* **What to produce**: Turn the data below into a Markdown table with two columns, "Number" and "Entry": each row gets a running number and one line of the data. Skip any blank lines.

* **Information shown**:

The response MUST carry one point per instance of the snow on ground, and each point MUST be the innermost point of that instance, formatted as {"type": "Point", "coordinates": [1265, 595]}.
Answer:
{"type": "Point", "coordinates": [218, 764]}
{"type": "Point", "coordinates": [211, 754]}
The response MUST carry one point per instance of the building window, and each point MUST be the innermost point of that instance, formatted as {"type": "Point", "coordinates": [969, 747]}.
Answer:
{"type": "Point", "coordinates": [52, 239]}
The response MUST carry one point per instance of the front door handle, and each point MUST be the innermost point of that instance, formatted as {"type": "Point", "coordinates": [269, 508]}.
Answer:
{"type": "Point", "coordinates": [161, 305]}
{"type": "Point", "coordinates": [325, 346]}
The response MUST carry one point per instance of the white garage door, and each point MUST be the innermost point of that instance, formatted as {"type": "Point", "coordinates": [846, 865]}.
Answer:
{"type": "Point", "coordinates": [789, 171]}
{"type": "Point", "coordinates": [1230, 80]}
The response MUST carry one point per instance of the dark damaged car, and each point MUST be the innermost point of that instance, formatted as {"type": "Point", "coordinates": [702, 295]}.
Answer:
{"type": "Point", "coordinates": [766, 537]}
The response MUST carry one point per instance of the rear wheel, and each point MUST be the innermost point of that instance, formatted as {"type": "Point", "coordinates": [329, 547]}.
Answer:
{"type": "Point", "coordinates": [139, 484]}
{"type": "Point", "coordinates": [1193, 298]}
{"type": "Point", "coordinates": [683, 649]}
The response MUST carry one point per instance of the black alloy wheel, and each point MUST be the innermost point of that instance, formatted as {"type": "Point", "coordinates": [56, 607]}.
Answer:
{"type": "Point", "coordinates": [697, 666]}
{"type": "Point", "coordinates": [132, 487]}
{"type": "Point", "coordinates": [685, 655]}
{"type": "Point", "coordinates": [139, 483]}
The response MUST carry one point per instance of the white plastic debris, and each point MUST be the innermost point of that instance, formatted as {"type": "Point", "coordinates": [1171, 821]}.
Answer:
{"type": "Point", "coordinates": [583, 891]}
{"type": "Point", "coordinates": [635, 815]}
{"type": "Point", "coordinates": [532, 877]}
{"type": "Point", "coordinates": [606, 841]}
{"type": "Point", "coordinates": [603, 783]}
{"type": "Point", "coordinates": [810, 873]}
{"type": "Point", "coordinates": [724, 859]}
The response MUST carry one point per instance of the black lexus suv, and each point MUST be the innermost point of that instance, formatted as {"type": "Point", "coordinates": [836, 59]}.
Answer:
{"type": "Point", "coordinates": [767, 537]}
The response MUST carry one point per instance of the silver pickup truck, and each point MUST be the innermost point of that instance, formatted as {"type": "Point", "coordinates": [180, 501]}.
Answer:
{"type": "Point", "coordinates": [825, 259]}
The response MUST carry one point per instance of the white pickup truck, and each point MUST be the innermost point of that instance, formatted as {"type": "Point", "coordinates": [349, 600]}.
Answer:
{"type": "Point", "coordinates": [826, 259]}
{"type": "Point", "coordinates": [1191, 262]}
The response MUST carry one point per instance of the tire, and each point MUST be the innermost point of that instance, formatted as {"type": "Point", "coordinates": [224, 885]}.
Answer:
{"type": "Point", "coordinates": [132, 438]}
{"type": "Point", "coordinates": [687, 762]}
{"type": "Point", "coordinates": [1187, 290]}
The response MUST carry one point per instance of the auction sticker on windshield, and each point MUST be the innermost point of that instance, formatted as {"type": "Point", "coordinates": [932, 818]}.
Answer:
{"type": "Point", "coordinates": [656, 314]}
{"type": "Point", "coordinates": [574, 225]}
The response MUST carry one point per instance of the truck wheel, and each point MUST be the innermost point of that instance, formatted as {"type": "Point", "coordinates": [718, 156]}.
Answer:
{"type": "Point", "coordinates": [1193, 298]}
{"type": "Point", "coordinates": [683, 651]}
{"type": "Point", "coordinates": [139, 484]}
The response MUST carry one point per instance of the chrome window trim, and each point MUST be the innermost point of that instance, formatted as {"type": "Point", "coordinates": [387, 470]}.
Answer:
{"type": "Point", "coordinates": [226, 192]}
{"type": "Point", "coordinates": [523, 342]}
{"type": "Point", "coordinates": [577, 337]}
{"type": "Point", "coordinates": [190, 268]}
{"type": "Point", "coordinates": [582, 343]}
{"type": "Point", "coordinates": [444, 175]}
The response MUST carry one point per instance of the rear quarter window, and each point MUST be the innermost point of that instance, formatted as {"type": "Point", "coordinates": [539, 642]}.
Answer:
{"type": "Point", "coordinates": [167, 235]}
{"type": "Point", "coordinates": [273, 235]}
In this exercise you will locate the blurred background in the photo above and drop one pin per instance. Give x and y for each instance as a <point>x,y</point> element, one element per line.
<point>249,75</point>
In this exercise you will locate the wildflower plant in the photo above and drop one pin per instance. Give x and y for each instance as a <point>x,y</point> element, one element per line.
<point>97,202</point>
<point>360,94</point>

* **Exercise result**:
| Number | Entry |
|---|---|
| 1 | The response MUST carry one point per instance of the snow on ground, and each point MUST be the innermost point of that instance, formatted as {"type": "Point", "coordinates": [1265, 595]}. |
| 2 | Answer: |
| 3 | {"type": "Point", "coordinates": [218, 764]} |
| 4 | {"type": "Point", "coordinates": [211, 754]} |
| 5 | The response MUST carry one point per instance of the building window, and each point MUST be the innermost point of that instance, formatted as {"type": "Point", "coordinates": [969, 747]}. |
| 6 | Answer: |
| 7 | {"type": "Point", "coordinates": [52, 239]} |
| 8 | The response MUST carry one point per instance of the front door handle, and each point MUST be the innermost point of that instance, formatted as {"type": "Point", "coordinates": [269, 508]}. |
| 9 | Answer: |
| 10 | {"type": "Point", "coordinates": [161, 305]} |
| 11 | {"type": "Point", "coordinates": [325, 346]} |
| 12 | The response MUST carry one point per instance of the white garage door, and each point MUST be the innermost point of that instance, formatted as {"type": "Point", "coordinates": [846, 865]}. |
| 13 | Answer: |
| 14 | {"type": "Point", "coordinates": [789, 171]} |
| 15 | {"type": "Point", "coordinates": [1230, 80]} |
| 16 | The response MUST carry one point per instance of the dark damaged car, and each point MUST be the innermost point of that instance, formatted as {"type": "Point", "coordinates": [702, 295]}. |
| 17 | Answer: |
| 18 | {"type": "Point", "coordinates": [766, 537]} |
| 19 | The response MUST carry one point per instance of the rear wheel, and each point MUST be the innermost point of that instance, formatted as {"type": "Point", "coordinates": [329, 547]}. |
| 20 | Answer: |
| 21 | {"type": "Point", "coordinates": [139, 484]} |
| 22 | {"type": "Point", "coordinates": [1193, 298]} |
| 23 | {"type": "Point", "coordinates": [683, 649]} |
| 24 | The response MUST carry one point per instance of the black alloy wheel, and each point MUST be the innermost point of that instance, formatted as {"type": "Point", "coordinates": [56, 607]}. |
| 25 | Answer: |
| 26 | {"type": "Point", "coordinates": [697, 666]} |
| 27 | {"type": "Point", "coordinates": [132, 487]} |
| 28 | {"type": "Point", "coordinates": [685, 655]} |
| 29 | {"type": "Point", "coordinates": [139, 483]} |
| 30 | The response MUST carry one point per instance of the white plastic debris, and each point MUST be the innermost point of that instance, formatted as {"type": "Point", "coordinates": [1171, 821]}. |
| 31 | Answer: |
| 32 | {"type": "Point", "coordinates": [583, 891]} |
| 33 | {"type": "Point", "coordinates": [635, 815]} |
| 34 | {"type": "Point", "coordinates": [532, 877]} |
| 35 | {"type": "Point", "coordinates": [606, 841]} |
| 36 | {"type": "Point", "coordinates": [603, 783]} |
| 37 | {"type": "Point", "coordinates": [810, 873]} |
| 38 | {"type": "Point", "coordinates": [724, 859]} |
| 39 | The response MUST carry one point per instance of the black lexus suv, and each point MUST be the innermost point of that instance, formatted as {"type": "Point", "coordinates": [836, 59]}. |
| 40 | Answer: |
| 41 | {"type": "Point", "coordinates": [767, 537]} |
| 42 | The response MUST carry one point per instance of the silver pickup truck, and each point MUST be the innermost point of that instance, formatted as {"type": "Point", "coordinates": [180, 501]}. |
| 43 | Answer: |
| 44 | {"type": "Point", "coordinates": [825, 259]} |
| 45 | The response MUST carry one point per instance of the white pickup truck, and each point MUST be the innermost point of that instance, formatted as {"type": "Point", "coordinates": [349, 600]}. |
| 46 | Answer: |
| 47 | {"type": "Point", "coordinates": [826, 259]} |
| 48 | {"type": "Point", "coordinates": [1191, 262]} |
| 49 | The response MUST carry one point per instance of the tire, and each point MUST be the innermost point of that instance, formatted as {"type": "Point", "coordinates": [224, 885]}. |
| 50 | Answer: |
| 51 | {"type": "Point", "coordinates": [132, 438]} |
| 52 | {"type": "Point", "coordinates": [687, 762]} |
| 53 | {"type": "Point", "coordinates": [1187, 290]} |
| 54 | The response MUST carry one point per instance of the auction sticker on windshield, and each point MUST be the innermost point of that instance, formatted as {"type": "Point", "coordinates": [932, 818]}. |
| 55 | Answer: |
| 56 | {"type": "Point", "coordinates": [656, 314]} |
| 57 | {"type": "Point", "coordinates": [574, 225]} |
| 58 | The response MUST carry one point per instance of the truck wheel, and each point MUST be the innermost point of that instance, formatted as {"type": "Point", "coordinates": [718, 156]}. |
| 59 | Answer: |
| 60 | {"type": "Point", "coordinates": [1193, 298]} |
| 61 | {"type": "Point", "coordinates": [683, 651]} |
| 62 | {"type": "Point", "coordinates": [139, 484]} |
| 63 | The response MUST carry one point per instance of the chrome window trim, and each point MUST be the innermost point of that instance, formatted as {"type": "Point", "coordinates": [387, 470]}. |
| 64 | Answer: |
| 65 | {"type": "Point", "coordinates": [226, 192]} |
| 66 | {"type": "Point", "coordinates": [523, 342]} |
| 67 | {"type": "Point", "coordinates": [577, 337]} |
| 68 | {"type": "Point", "coordinates": [190, 268]} |
| 69 | {"type": "Point", "coordinates": [582, 343]} |
| 70 | {"type": "Point", "coordinates": [444, 175]} |
| 71 | The response MUST carry one point per instance of the rear quarter window, and each point MUST be the innermost point of that instance, formatted as {"type": "Point", "coordinates": [539, 642]}. |
| 72 | Answer: |
| 73 | {"type": "Point", "coordinates": [167, 235]} |
| 74 | {"type": "Point", "coordinates": [273, 235]} |
| 75 | In this exercise you will locate the blurred background in the photo above and drop one pin per instance. Give x and y for each instance as a <point>x,y</point> element, one element per line. |
| 76 | <point>249,75</point> |
| 77 | In this exercise you will locate the wildflower plant in the photo above and drop one pin per instance. Give x and y for each instance as a <point>x,y</point> element, one element per line. |
| 78 | <point>97,202</point> |
| 79 | <point>360,94</point> |